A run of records

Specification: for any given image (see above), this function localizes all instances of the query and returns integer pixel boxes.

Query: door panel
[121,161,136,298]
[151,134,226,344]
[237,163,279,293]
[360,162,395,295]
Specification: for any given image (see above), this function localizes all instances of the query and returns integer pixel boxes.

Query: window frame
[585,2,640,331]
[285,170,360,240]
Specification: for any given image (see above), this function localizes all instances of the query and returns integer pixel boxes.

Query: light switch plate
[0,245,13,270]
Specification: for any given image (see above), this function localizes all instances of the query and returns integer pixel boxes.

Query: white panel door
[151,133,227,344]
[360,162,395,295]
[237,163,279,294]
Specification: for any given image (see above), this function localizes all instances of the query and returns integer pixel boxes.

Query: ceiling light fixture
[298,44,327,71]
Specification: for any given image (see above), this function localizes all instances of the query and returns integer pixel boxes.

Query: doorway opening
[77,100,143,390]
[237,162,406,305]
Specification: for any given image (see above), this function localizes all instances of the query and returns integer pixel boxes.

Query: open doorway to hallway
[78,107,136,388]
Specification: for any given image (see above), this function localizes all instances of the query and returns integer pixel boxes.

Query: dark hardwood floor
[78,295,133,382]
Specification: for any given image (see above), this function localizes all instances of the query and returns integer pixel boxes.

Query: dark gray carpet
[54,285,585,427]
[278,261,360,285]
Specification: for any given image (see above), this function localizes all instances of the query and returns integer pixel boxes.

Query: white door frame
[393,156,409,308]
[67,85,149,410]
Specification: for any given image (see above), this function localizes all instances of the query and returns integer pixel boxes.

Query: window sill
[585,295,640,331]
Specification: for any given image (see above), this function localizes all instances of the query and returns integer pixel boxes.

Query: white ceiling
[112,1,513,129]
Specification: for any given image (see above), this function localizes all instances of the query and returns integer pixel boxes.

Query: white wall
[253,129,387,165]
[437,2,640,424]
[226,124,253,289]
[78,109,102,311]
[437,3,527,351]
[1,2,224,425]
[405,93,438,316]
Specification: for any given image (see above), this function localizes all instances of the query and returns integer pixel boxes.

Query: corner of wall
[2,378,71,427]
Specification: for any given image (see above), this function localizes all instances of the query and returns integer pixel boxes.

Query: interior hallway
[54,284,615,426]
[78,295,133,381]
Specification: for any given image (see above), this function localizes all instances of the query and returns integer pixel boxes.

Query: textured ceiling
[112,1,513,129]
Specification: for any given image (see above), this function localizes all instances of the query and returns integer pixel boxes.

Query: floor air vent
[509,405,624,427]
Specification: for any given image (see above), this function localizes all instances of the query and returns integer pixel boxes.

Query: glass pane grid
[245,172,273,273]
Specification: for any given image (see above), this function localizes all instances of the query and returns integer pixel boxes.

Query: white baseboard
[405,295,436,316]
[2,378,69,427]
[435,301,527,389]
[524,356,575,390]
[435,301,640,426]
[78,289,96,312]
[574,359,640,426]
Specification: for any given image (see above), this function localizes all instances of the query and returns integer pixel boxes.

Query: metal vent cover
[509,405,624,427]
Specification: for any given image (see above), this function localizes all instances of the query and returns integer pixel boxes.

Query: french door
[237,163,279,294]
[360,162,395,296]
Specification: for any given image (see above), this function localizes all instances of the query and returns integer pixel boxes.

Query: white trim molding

TASK BRIEF:
List every line of the records above that contains the word "frame".

FINAL RESULT:
Query: window frame
Query: white door frame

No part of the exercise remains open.